Data listing:

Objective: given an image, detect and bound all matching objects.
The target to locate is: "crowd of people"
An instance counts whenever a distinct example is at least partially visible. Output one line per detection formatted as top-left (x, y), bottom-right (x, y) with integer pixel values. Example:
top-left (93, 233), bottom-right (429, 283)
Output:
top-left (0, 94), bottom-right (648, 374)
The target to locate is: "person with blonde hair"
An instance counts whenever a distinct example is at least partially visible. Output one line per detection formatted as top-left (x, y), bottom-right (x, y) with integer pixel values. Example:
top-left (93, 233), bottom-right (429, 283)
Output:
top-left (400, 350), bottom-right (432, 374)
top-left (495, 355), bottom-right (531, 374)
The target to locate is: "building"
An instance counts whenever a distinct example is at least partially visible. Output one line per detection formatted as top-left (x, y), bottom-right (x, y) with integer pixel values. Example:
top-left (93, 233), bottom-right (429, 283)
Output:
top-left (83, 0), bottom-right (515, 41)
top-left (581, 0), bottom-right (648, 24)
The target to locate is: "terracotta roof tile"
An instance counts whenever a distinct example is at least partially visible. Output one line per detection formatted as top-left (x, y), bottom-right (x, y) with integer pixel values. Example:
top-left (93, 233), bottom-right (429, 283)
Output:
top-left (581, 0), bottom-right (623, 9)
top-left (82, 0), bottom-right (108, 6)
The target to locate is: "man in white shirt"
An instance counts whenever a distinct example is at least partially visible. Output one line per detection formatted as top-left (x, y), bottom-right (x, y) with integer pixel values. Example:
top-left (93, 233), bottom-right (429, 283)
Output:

Instructions for the task:
Copy out every line of the listing above verbatim, with no changes.

Answer:
Objective: given an image, detect and bound all matching objects.
The target to locate is: "crowd of people"
An instance counts whenever a distinct example is at least partially visible. Output one line per detection formatted as top-left (x, y), bottom-right (x, y) with integer pixel values. Example:
top-left (93, 233), bottom-right (429, 283)
Output:
top-left (0, 94), bottom-right (648, 374)
The target to locate is: "person with blonde hair"
An instance counts whenever a distinct example is at least partially visible. Output one line per detection formatted as top-left (x, y), bottom-right (x, y) with integer pixel values. Example:
top-left (93, 233), bottom-right (429, 283)
Output:
top-left (400, 350), bottom-right (432, 374)
top-left (495, 355), bottom-right (531, 374)
The target to locate is: "building"
An instance counts whenever a distinct example is at least partially visible. Output one line per detection formatted as top-left (x, y), bottom-right (x, y) with integer pixel values. Example:
top-left (93, 233), bottom-right (429, 283)
Output:
top-left (83, 0), bottom-right (515, 41)
top-left (581, 0), bottom-right (648, 24)
The target to locate is: "terracotta roof tile"
An instance counts whenever a distinct example is at least partially visible. Output one line per detection formatted as top-left (x, y), bottom-right (x, y) with integer pixel values. Example:
top-left (93, 233), bottom-right (429, 283)
Output:
top-left (581, 0), bottom-right (623, 9)
top-left (82, 0), bottom-right (108, 6)
The target to locate is: "man in white shirt"
An instance counts whenever a distinct example is at least partially visible. Output one line per detection formatted as top-left (x, y), bottom-right (x, y) with integer pixel values. Example:
top-left (93, 233), bottom-right (429, 283)
Output:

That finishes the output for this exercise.